> **Data supplied**

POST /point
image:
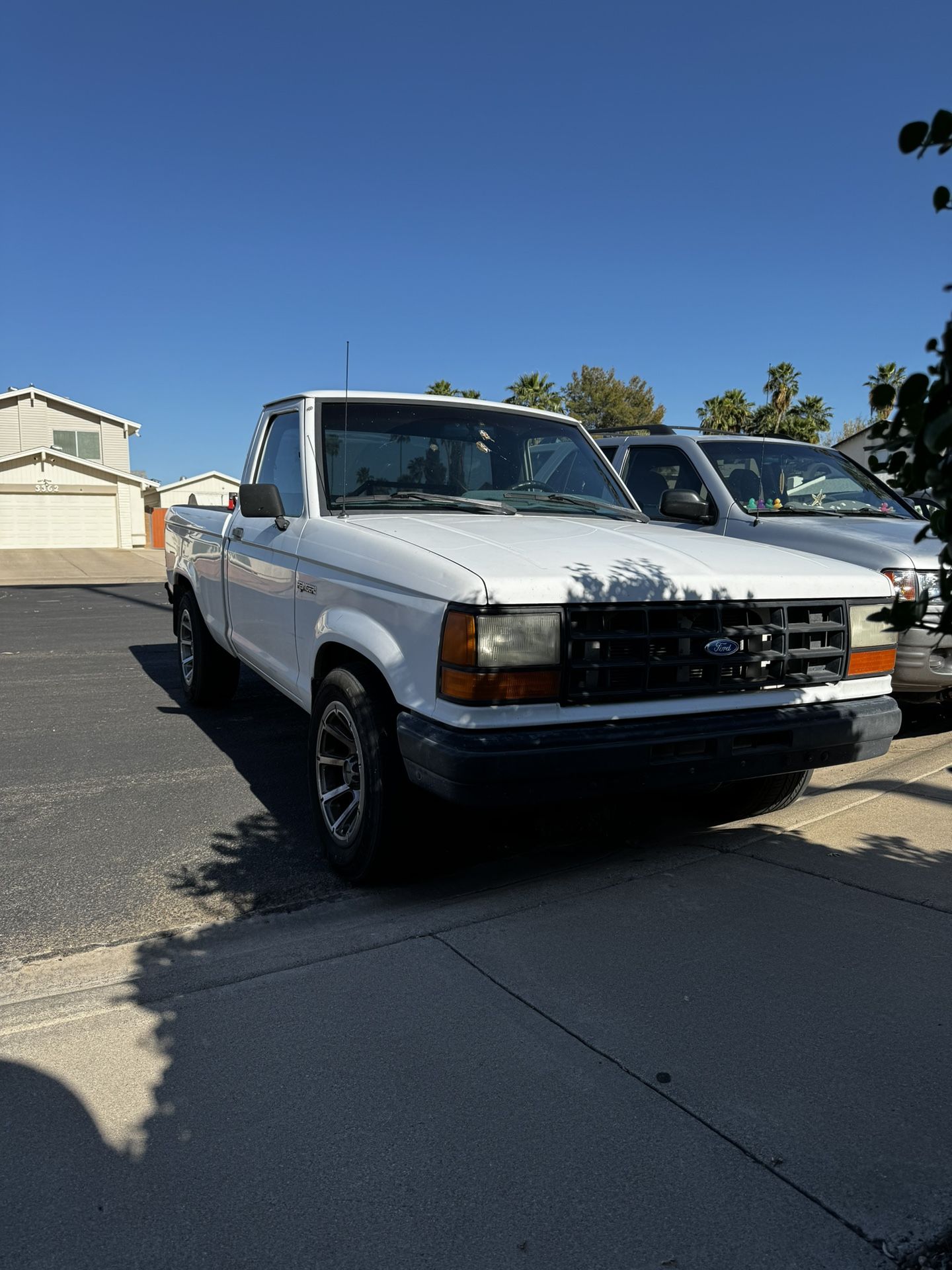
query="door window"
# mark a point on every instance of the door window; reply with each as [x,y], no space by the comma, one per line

* * *

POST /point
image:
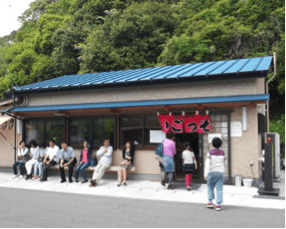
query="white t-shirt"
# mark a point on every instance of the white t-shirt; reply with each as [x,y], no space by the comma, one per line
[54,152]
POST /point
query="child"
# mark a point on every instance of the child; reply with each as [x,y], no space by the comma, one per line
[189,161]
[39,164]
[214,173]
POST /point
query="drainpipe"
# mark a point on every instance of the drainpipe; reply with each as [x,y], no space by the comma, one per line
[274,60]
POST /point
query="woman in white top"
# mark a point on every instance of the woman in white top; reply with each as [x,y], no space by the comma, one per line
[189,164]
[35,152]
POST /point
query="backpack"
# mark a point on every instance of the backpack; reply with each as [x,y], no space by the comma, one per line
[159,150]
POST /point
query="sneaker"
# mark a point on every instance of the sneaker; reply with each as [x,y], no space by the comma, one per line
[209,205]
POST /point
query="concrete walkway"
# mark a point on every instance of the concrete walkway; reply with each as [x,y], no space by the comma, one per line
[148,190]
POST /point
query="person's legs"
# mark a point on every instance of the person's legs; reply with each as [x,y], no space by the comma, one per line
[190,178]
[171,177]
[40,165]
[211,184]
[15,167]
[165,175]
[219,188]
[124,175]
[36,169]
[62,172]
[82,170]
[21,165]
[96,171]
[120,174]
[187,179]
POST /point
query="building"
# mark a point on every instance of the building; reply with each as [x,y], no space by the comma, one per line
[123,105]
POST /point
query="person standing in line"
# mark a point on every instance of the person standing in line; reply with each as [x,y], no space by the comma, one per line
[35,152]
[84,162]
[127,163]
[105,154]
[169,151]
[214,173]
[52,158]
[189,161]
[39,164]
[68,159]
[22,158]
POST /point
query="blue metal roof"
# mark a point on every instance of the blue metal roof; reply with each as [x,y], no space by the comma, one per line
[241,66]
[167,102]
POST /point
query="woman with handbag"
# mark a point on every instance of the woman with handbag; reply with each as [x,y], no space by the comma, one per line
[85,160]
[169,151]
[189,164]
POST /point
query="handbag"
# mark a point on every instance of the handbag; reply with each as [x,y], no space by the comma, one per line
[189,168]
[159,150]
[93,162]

---

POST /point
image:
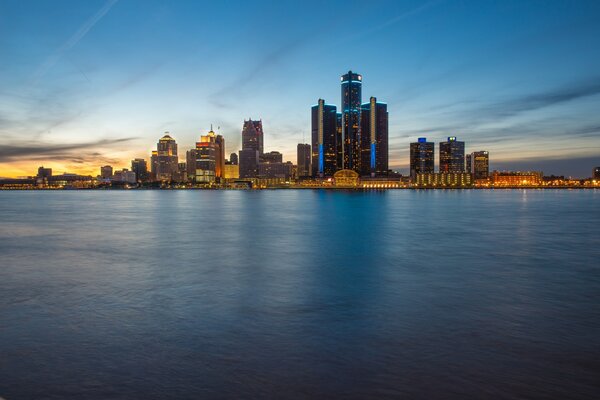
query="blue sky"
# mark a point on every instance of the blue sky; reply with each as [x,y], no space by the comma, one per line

> **Exercise instructions**
Counting only those lines of the data above where the word "window" appears, give the number and nothing more.

> **Your response**
2